__SET TASK__. Rewrite the records below as a numbered list with one line per item. Leave out blank lines and the pictures.

**** GIVEN ENTRIES ****

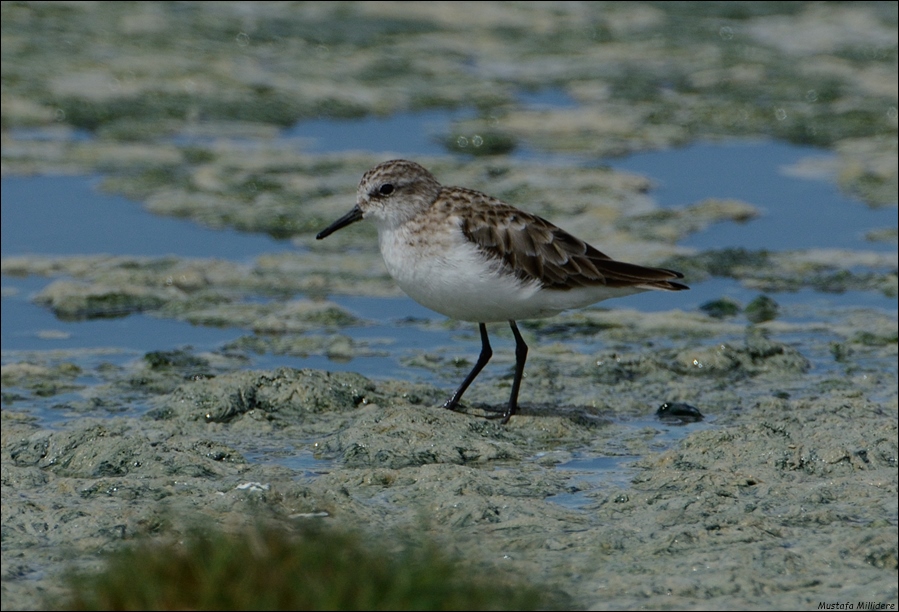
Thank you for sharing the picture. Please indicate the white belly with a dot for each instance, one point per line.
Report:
(452, 277)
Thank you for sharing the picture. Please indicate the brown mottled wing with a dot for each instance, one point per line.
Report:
(535, 249)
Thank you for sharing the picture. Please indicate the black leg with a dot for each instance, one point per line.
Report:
(483, 358)
(521, 355)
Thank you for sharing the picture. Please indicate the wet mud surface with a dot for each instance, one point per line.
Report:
(783, 496)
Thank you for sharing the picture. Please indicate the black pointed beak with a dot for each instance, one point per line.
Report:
(351, 217)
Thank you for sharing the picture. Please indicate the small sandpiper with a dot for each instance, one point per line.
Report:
(474, 258)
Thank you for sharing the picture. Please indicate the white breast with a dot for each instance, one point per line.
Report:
(445, 272)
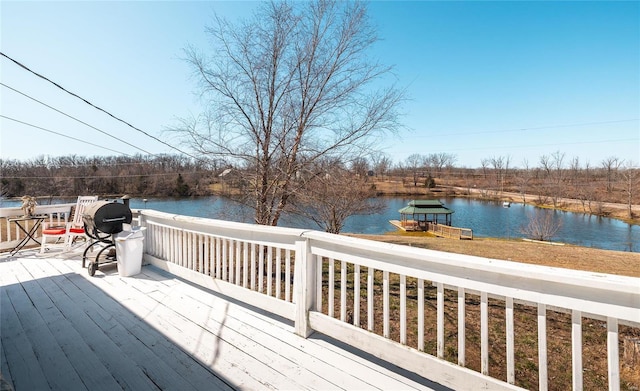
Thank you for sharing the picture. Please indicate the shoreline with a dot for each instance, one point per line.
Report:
(607, 209)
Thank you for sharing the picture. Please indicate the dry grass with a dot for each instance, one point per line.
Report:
(558, 324)
(567, 256)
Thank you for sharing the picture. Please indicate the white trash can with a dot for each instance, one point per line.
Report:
(129, 249)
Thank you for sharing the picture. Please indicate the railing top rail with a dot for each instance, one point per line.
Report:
(596, 293)
(40, 209)
(228, 229)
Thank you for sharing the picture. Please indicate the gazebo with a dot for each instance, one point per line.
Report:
(421, 212)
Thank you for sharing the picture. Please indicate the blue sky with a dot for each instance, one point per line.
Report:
(485, 79)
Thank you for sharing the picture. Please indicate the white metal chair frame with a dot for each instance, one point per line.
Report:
(71, 229)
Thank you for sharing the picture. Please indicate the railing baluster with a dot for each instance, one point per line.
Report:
(343, 291)
(509, 329)
(189, 253)
(245, 263)
(484, 333)
(232, 260)
(542, 347)
(206, 257)
(261, 268)
(370, 313)
(278, 272)
(238, 261)
(420, 314)
(218, 259)
(225, 259)
(385, 304)
(319, 262)
(270, 270)
(356, 295)
(440, 320)
(461, 326)
(403, 309)
(331, 283)
(576, 348)
(287, 272)
(613, 360)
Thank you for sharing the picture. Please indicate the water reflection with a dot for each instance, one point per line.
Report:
(486, 218)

****

__COMPLETE OUTPUT__.
1. Thank you for sharing the picture. Please indicate the white belly with a dot for each instance, one point per line.
2. Report:
3. (452, 277)
4. Thank you for sharing the picture. Please indicate the brown mottled wing with a dot for each instance, one point per line.
5. Report:
6. (535, 249)
7. Thank you for sharing the picture. Please indicate the black leg with a dot for each instance, one point per line.
8. Report:
9. (483, 358)
10. (521, 355)
11. Thank you for sharing the picture. Please indicate the wet mud surface with a dot for each instance, one point per line.
12. Report:
13. (783, 496)
14. Thank you for sharing the picture. Please indicate the black pointed beak with a dot for each instance, one point per line.
15. Report:
16. (351, 217)
17. Thank you for sharing the picture. Please indicate the small sandpiper with a dot for each instance, one point per line.
18. Report:
19. (474, 258)
20. Thank you for sharing the picture. Please indicate the white breast with a dot for each instance, one point per line.
21. Report:
22. (445, 272)
23. Thank you for sharing the picture. Please indicate the shoreline with a dot for each instance, one point per line.
24. Report:
25. (607, 209)
26. Thank you for sharing the picture. Please indicate the dry grass with a dot for each instance, one point per line.
27. Report:
28. (558, 324)
29. (567, 256)
30. Thank you for sharing the picture. Please indicate the white trash can with a dot for each instance, one point per line.
31. Report:
32. (129, 249)
33. Thank you for sharing the picture. Please indicate the railing top rail with a dot for each instance, one point per line.
34. Report:
35. (596, 293)
36. (40, 209)
37. (228, 229)
38. Thank you for sharing the picture. Please indicate the gazebo with a dot for each instance, one point per line.
39. Report:
40. (421, 212)
41. Thank you for sharing the picture. Please indicate the blue sky with a dot for each instance, one point per line.
42. Report:
43. (485, 79)
44. Thank you for sharing the picture. Please indicate the white metal chair frame with a dot for each instance, one point per line.
45. Report:
46. (71, 229)
47. Thank you for sharing the picture. Please indicate the railing baluster with a dot for each instance, one point per line.
48. Report:
49. (343, 291)
50. (509, 329)
51. (189, 253)
52. (245, 263)
53. (484, 333)
54. (232, 260)
55. (542, 347)
56. (206, 257)
57. (261, 268)
58. (370, 313)
59. (278, 272)
60. (238, 261)
61. (420, 314)
62. (218, 259)
63. (225, 259)
64. (385, 304)
65. (319, 262)
66. (270, 270)
67. (356, 295)
68. (440, 320)
69. (461, 326)
70. (403, 309)
71. (331, 283)
72. (576, 348)
73. (287, 272)
74. (613, 360)
75. Thank you for sharing the picture. Please indicate the water reflection with a dot for each instance, one point per line.
76. Report:
77. (486, 218)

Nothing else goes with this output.